PASSAGE SHOWN →

Short summary: below, I suggest a possible object model for Angband, and invite you to poke holes in it.
Every once in awhile someone will talk about how they want to rewrite Angband in some more recent language, usually Python. This isn't particularly surprising -- the Vanilla Angband codebase is around 240k lines of C, and isn't always particularly easy to understand, so the impulse to just chuck twenty years' worth of development effort and start fresh is always tempting. Especially since Angband does a lot of things "by hand" that you can delegate to libraries now -- event and window management, file handling, resource marshalling, display logic, even random number generators. Not to mention that interpreted languages tend to be much more pleasant to make cross-platform -- no more main-* files!
So there's a lot of reasons to like the idea of rewriting Angband with a more modern approach to software development. And people have tried it, too -- Sirridan was working on a Python implementation awhile back, though it appears to have stalled. Part of the problem is that Angband is so massive that just using a "better" language isn't enough on its own -- you need to have a good design too. There's a lot of detail to handle!
So just for fun, and as a design exercise, and because I only got four hours of sleep last night so hey why not, here's a somewhat vague object-model design for Angband.
We'll start with the map. The map is of course a 2D grid of containers, we'll call them Cells. Each Cell can hold an arbitrary number of Things, which are basically any "real world" thing you can interact with -- monsters, items, terrain, etc.
Since Things often need to be able to find each other in order to interact with them, the Map will have a collection of Thing Sets, which Things can register themselves with. For example, a new monster registers itself with the monster list, which can later be used when casting detection spells, targeting effects, or listing visible monsters. Thing Sets are created and destroyed on an as-needed basis; if a nonexistent list is requested then of course the result is empty. Among other things, this lets us create associations -- for example, when a group of jackals is created, they request a new Thing Set so they can associate with each other, which opens new possibilities for pack AI.

WORK ORDER → Name every use the Angband design passage gives for the monster list.

[Stored records]
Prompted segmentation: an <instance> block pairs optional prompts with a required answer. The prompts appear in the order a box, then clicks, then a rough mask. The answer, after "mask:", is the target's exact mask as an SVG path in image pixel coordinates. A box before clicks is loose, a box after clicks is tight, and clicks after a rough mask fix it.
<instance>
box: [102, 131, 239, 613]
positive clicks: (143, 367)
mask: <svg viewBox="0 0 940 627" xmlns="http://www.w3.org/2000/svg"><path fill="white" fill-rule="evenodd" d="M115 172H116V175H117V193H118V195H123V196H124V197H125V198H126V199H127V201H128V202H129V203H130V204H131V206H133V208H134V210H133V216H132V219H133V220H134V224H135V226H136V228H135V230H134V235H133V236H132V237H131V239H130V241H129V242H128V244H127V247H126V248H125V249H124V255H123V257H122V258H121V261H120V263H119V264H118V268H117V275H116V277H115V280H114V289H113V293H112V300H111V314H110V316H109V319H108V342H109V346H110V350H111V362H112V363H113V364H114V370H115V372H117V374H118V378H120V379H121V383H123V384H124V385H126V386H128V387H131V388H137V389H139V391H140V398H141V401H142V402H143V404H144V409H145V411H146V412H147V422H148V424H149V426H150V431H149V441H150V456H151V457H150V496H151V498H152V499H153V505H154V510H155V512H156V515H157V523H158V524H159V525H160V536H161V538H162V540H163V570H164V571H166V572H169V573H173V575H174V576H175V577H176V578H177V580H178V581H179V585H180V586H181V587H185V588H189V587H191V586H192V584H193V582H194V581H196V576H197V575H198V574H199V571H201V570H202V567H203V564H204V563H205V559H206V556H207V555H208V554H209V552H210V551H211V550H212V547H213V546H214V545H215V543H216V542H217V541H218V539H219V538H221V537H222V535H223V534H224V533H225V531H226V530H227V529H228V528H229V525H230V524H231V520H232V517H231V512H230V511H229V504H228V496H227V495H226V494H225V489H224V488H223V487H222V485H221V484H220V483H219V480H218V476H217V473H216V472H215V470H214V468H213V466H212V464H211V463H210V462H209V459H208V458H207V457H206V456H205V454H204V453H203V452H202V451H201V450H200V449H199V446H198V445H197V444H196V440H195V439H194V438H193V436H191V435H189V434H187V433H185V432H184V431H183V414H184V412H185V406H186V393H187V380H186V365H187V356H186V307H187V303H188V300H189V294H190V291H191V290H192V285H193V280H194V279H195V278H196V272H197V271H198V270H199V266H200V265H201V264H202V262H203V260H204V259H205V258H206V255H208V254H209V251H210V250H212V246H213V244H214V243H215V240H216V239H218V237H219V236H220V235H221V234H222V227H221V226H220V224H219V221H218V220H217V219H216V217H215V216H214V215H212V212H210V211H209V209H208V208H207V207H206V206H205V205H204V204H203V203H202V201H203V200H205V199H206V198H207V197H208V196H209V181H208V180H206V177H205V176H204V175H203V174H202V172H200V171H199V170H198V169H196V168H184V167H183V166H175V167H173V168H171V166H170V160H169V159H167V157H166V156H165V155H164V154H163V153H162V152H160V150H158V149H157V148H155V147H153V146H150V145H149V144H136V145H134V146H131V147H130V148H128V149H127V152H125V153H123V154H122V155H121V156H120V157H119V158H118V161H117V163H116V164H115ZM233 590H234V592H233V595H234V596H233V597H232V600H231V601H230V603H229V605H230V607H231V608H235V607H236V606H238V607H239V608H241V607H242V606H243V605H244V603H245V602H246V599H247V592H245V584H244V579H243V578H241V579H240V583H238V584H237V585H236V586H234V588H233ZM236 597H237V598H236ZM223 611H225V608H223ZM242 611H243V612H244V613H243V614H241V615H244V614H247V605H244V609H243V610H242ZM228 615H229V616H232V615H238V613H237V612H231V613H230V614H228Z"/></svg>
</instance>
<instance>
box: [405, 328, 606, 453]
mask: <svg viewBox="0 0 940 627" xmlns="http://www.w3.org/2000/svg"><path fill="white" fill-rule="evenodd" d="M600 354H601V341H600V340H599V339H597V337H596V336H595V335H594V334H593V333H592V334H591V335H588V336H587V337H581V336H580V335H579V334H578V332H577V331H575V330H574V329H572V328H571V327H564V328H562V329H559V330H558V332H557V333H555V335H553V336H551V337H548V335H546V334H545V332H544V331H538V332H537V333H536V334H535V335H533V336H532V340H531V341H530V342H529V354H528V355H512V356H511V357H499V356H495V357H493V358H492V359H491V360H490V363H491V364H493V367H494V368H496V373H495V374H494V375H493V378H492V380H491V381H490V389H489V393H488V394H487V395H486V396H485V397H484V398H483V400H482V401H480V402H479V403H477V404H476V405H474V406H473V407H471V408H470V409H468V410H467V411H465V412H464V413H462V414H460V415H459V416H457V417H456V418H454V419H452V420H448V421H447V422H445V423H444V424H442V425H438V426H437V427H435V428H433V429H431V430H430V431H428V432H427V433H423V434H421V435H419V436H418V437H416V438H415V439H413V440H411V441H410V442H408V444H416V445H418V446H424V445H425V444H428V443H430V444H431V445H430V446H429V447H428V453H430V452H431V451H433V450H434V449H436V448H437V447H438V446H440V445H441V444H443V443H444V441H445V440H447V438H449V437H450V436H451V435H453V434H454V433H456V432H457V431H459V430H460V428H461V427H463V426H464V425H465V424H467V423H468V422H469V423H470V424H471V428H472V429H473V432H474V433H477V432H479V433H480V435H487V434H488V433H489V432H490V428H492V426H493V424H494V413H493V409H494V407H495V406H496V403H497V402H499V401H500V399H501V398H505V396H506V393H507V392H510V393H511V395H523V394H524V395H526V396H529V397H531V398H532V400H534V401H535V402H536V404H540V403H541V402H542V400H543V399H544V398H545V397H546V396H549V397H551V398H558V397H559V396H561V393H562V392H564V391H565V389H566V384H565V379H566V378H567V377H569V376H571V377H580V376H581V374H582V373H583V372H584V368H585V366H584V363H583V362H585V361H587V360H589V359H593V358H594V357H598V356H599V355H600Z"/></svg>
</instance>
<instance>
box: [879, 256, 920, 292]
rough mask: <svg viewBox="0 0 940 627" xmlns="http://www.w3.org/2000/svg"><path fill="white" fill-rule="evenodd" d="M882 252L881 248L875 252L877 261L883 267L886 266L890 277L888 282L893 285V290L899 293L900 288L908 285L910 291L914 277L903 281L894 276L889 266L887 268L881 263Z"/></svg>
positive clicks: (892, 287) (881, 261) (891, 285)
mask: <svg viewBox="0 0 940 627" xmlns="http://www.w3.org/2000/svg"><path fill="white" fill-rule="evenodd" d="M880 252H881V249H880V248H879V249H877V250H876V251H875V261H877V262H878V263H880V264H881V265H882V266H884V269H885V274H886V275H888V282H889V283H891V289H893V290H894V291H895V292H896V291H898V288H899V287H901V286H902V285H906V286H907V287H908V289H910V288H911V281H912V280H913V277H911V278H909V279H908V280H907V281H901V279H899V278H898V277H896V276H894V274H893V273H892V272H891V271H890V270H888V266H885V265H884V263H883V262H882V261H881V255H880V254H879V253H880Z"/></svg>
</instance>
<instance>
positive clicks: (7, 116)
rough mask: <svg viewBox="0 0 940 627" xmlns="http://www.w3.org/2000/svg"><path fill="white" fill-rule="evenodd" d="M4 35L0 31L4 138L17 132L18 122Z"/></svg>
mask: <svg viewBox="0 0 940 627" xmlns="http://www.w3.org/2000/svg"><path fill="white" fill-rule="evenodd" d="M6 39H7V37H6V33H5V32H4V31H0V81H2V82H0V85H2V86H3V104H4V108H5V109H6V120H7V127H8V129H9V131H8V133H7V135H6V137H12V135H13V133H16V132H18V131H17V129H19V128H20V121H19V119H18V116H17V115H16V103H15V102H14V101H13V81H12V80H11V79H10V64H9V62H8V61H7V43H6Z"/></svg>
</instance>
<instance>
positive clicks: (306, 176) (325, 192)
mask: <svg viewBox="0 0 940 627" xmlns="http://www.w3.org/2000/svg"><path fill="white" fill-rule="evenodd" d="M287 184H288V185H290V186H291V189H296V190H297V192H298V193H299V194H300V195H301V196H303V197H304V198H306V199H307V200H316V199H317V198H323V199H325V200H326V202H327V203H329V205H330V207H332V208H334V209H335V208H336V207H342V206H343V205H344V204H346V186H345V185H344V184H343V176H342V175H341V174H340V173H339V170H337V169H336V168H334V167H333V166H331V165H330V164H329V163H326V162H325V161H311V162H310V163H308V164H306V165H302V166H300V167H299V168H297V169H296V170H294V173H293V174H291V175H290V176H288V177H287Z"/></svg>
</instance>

ANSWER BOX → Casting detection spells, targeting effects, and listing visible monsters.